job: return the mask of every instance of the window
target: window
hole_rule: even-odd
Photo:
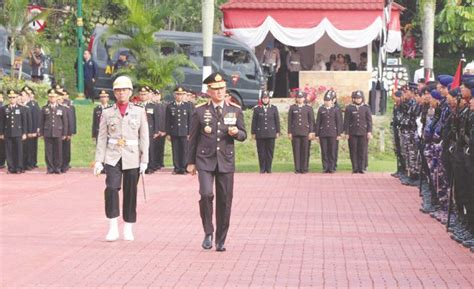
[[[231,72],[240,72],[249,79],[255,79],[256,64],[250,53],[240,49],[225,49],[222,68]]]
[[[191,45],[191,44],[180,44],[181,52],[184,53],[189,60],[194,62],[198,67],[201,67],[203,64],[202,59],[202,46],[200,45]]]

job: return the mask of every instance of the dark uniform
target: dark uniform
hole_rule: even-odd
[[[48,91],[49,97],[56,97],[54,89]],[[63,164],[62,141],[68,135],[68,111],[62,105],[47,104],[41,110],[40,135],[44,137],[47,173],[60,174]]]
[[[260,173],[272,172],[273,152],[277,134],[280,134],[278,108],[271,104],[256,106],[253,109],[252,135],[255,135],[257,141]]]
[[[15,91],[8,92],[9,98],[16,98]],[[0,108],[0,136],[5,142],[5,154],[8,172],[19,174],[23,172],[23,144],[27,134],[26,109],[19,104],[9,104]]]
[[[325,101],[332,101],[336,92],[329,90],[324,95]],[[331,103],[332,104],[332,103]],[[340,110],[333,104],[329,107],[322,105],[318,109],[316,124],[314,126],[316,137],[319,137],[321,145],[321,160],[323,172],[333,173],[336,171],[337,138],[343,132],[343,122]]]
[[[21,95],[19,96],[19,98]],[[29,158],[29,150],[28,150],[28,138],[33,134],[33,114],[31,112],[31,109],[29,106],[26,105],[26,103],[18,102],[18,105],[23,109],[25,115],[26,115],[26,139],[22,141],[22,146],[23,146],[23,156],[21,160],[21,167],[24,170],[30,170],[31,168],[27,168],[27,161]]]
[[[163,102],[156,103],[158,107],[158,118],[159,118],[159,131],[162,135],[155,139],[155,161],[153,169],[159,170],[165,166],[165,143],[166,143],[166,104]]]
[[[63,94],[67,94],[64,90]],[[71,140],[72,136],[77,133],[76,127],[76,107],[70,99],[64,99],[62,106],[67,109],[67,121],[68,121],[68,132],[66,139],[63,140],[63,164],[61,167],[61,172],[67,172],[71,166]]]
[[[1,92],[0,92],[1,93]],[[0,109],[3,107],[3,100],[0,100]],[[0,169],[5,167],[5,141],[0,138]]]
[[[352,99],[363,98],[362,91],[354,91]],[[346,107],[344,113],[344,132],[349,136],[349,152],[353,173],[364,173],[368,154],[368,134],[372,133],[372,114],[370,107],[355,103]]]
[[[31,89],[30,96],[34,96]],[[31,98],[26,105],[31,111],[31,134],[26,141],[28,144],[26,169],[33,169],[38,167],[38,132],[41,118],[41,107],[33,98]]]
[[[298,92],[297,97],[305,97]],[[306,104],[293,104],[288,112],[288,134],[291,134],[295,173],[307,173],[309,164],[309,134],[313,133],[314,112]]]
[[[181,89],[181,91],[180,91]],[[186,93],[182,87],[175,93]],[[186,154],[188,151],[188,136],[191,126],[191,106],[189,103],[173,101],[166,108],[166,133],[171,137],[173,150],[173,173],[186,173]]]
[[[204,83],[209,89],[225,89],[225,80],[219,73],[211,74]],[[234,189],[234,141],[244,141],[247,132],[240,107],[225,101],[222,107],[217,105],[209,101],[196,106],[191,122],[188,164],[195,165],[199,176],[199,209],[205,233],[203,248],[212,247],[215,179],[216,250],[225,251]],[[233,136],[228,133],[231,127],[238,130]]]
[[[147,174],[150,174],[156,170],[156,145],[154,141],[154,136],[158,135],[160,131],[160,117],[159,117],[159,107],[156,103],[151,101],[142,103],[142,106],[145,107],[145,112],[148,121],[148,132],[150,135],[150,146],[149,146],[149,167],[146,170]],[[185,156],[184,156],[185,157]]]

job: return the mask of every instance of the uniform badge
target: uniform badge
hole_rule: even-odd
[[[211,133],[211,132],[212,132],[212,128],[211,128],[211,126],[209,125],[209,123],[211,122],[211,119],[212,119],[212,114],[211,114],[211,112],[207,109],[207,110],[204,112],[204,122],[206,123],[206,126],[204,127],[204,132],[205,132],[205,133]]]
[[[120,138],[119,140],[117,140],[117,145],[118,145],[119,147],[124,147],[126,143],[127,143],[127,142],[125,141],[124,138]]]

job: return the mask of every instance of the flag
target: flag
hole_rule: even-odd
[[[398,90],[398,77],[395,77],[395,82],[393,83],[392,93],[395,93]]]
[[[456,69],[456,73],[454,74],[454,79],[453,79],[453,83],[451,84],[451,89],[455,89],[461,86],[461,78],[462,78],[462,60],[459,61],[458,69]]]

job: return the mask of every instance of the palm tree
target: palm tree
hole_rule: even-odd
[[[33,21],[45,19],[48,12],[28,18],[28,0],[5,0],[3,12],[0,14],[0,25],[3,25],[10,36],[11,76],[14,77],[15,52],[18,50],[20,61],[18,79],[22,75],[23,59],[29,55],[32,48],[43,42],[38,33],[30,28]]]
[[[421,31],[423,34],[423,61],[425,76],[429,76],[433,70],[436,0],[420,0],[419,5],[423,17]],[[428,79],[429,77],[426,78],[426,80]]]
[[[128,10],[127,17],[110,27],[103,39],[111,35],[127,36],[115,44],[111,52],[126,48],[136,58],[137,64],[133,69],[121,70],[117,74],[132,74],[139,84],[165,89],[183,78],[179,67],[195,67],[185,55],[163,55],[162,47],[173,44],[155,38],[165,24],[165,15],[161,9],[156,6],[145,7],[140,0],[122,0],[121,4]]]

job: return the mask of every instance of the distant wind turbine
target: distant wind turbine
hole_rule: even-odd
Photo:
==============================
- Exercise instructions -
Reproduce all the records above, replacing each occurrence of "hole_rule" with "fill_rule" and changing nothing else. Omit the pictures from your answer.

- Task solution -
job: return the mask of every instance of the window
target: window
fill_rule: even-odd
Photo:
[[[231,72],[240,72],[249,79],[255,79],[256,64],[250,53],[240,49],[225,49],[222,68]]]
[[[191,45],[191,44],[180,44],[181,52],[184,53],[189,60],[194,62],[198,67],[201,67],[203,64],[202,59],[202,46],[200,45]]]

job: return the mask of every instance of the dark uniform
target: dark uniform
fill_rule: even-odd
[[[48,91],[49,97],[56,97],[54,89]],[[63,164],[62,141],[68,135],[68,111],[62,105],[47,104],[41,110],[40,135],[44,137],[47,173],[60,174]]]
[[[260,173],[272,172],[273,152],[277,134],[280,134],[278,108],[271,104],[256,106],[253,109],[252,135],[255,135],[257,141]]]
[[[15,91],[8,92],[9,98],[16,98]],[[0,108],[0,136],[5,142],[5,154],[8,172],[19,174],[23,172],[23,144],[27,134],[26,109],[19,104],[9,104]]]
[[[325,101],[332,101],[336,92],[329,90],[324,95]],[[331,103],[332,104],[332,103]],[[340,110],[333,104],[329,107],[322,105],[318,109],[316,124],[314,126],[316,137],[319,137],[321,145],[321,160],[323,172],[333,173],[336,171],[337,138],[343,132],[343,122]]]
[[[21,95],[19,96],[19,98]],[[29,158],[29,150],[28,150],[28,138],[33,134],[33,114],[31,112],[31,109],[29,106],[26,105],[26,103],[18,102],[18,105],[23,109],[25,115],[26,115],[26,139],[22,141],[22,146],[23,146],[23,156],[21,160],[21,167],[24,170],[30,170],[31,168],[27,168],[27,161]]]
[[[163,102],[156,103],[158,107],[158,118],[159,118],[159,131],[162,135],[155,139],[155,161],[153,169],[159,170],[165,166],[165,143],[166,143],[166,104]]]
[[[63,94],[67,94],[64,90]],[[71,140],[72,136],[77,133],[76,127],[76,107],[70,99],[64,99],[62,106],[67,109],[67,121],[68,121],[68,132],[66,139],[63,140],[63,164],[61,167],[61,172],[67,172],[71,166]]]
[[[1,92],[0,92],[1,93]],[[0,109],[3,107],[3,100],[0,100]],[[0,169],[5,167],[5,141],[0,138]]]
[[[352,99],[363,98],[362,91],[354,91]],[[346,107],[344,113],[344,132],[349,136],[349,152],[353,173],[364,173],[368,154],[368,134],[372,133],[372,114],[370,107],[355,103]]]
[[[31,89],[30,96],[34,96]],[[31,98],[26,105],[31,111],[31,134],[26,141],[28,144],[26,169],[33,169],[38,167],[38,132],[41,118],[41,107],[33,98]]]
[[[298,92],[297,97],[305,97]],[[306,104],[293,104],[288,112],[288,134],[291,134],[295,173],[307,173],[309,164],[309,134],[313,133],[314,112]]]
[[[181,89],[181,91],[180,91]],[[186,93],[182,87],[175,93]],[[186,154],[188,151],[188,136],[191,126],[191,106],[189,103],[173,101],[166,108],[166,133],[171,137],[173,150],[173,173],[186,173]]]
[[[204,83],[209,89],[225,89],[225,80],[219,73],[211,74]],[[234,189],[234,141],[244,141],[247,132],[240,107],[225,101],[222,107],[217,105],[209,101],[196,106],[191,122],[188,164],[195,165],[199,176],[199,209],[205,233],[203,248],[212,247],[215,179],[216,250],[225,251]],[[233,136],[228,133],[231,127],[238,130]]]
[[[147,174],[150,174],[156,170],[156,145],[154,141],[154,136],[158,135],[160,131],[160,117],[159,117],[159,107],[156,103],[151,101],[142,103],[142,106],[145,107],[145,112],[148,121],[148,132],[150,135],[150,146],[149,146],[149,167],[146,170]],[[185,156],[184,156],[185,157]]]

job: return the mask of every instance of the uniform badge
target: uniform badge
fill_rule: even-odd
[[[211,133],[211,132],[212,132],[212,128],[211,128],[211,126],[209,125],[209,123],[211,122],[211,119],[212,119],[212,114],[211,114],[211,112],[207,109],[207,110],[204,112],[204,122],[206,123],[206,126],[204,127],[204,132],[205,132],[205,133]]]
[[[120,138],[119,140],[117,140],[117,145],[118,145],[119,147],[124,147],[126,143],[127,143],[127,142],[125,141],[124,138]]]

job: return the mask of every instance of the flag
target: flag
fill_rule: even-odd
[[[398,90],[398,77],[395,77],[395,82],[393,83],[392,93],[395,93]]]
[[[456,69],[456,73],[454,74],[454,79],[453,79],[453,83],[451,84],[451,89],[455,89],[461,86],[461,78],[462,78],[462,60],[459,61],[458,69]]]

job: return the mask of every instance of the palm tree
target: palm tree
fill_rule: even-odd
[[[33,21],[45,19],[48,12],[28,18],[28,0],[5,0],[3,12],[0,14],[0,25],[3,25],[10,36],[11,76],[14,77],[15,52],[18,50],[20,61],[18,79],[22,75],[23,59],[29,55],[32,48],[43,42],[38,33],[30,28]]]
[[[421,31],[423,34],[423,61],[425,76],[429,76],[433,70],[436,0],[420,0],[419,5],[423,17]],[[428,79],[429,77],[426,78],[426,80]]]
[[[128,10],[127,17],[110,27],[103,39],[111,35],[127,36],[115,44],[111,52],[126,48],[136,58],[137,64],[133,69],[121,70],[117,74],[132,74],[139,84],[165,89],[183,78],[179,67],[195,67],[185,55],[163,55],[162,47],[173,44],[155,38],[165,24],[165,15],[161,9],[156,6],[145,7],[140,0],[122,0],[121,4]]]

job: return the mask of every instance of the distant wind turbine
target: distant wind turbine
fill_rule: even-odd
Photo:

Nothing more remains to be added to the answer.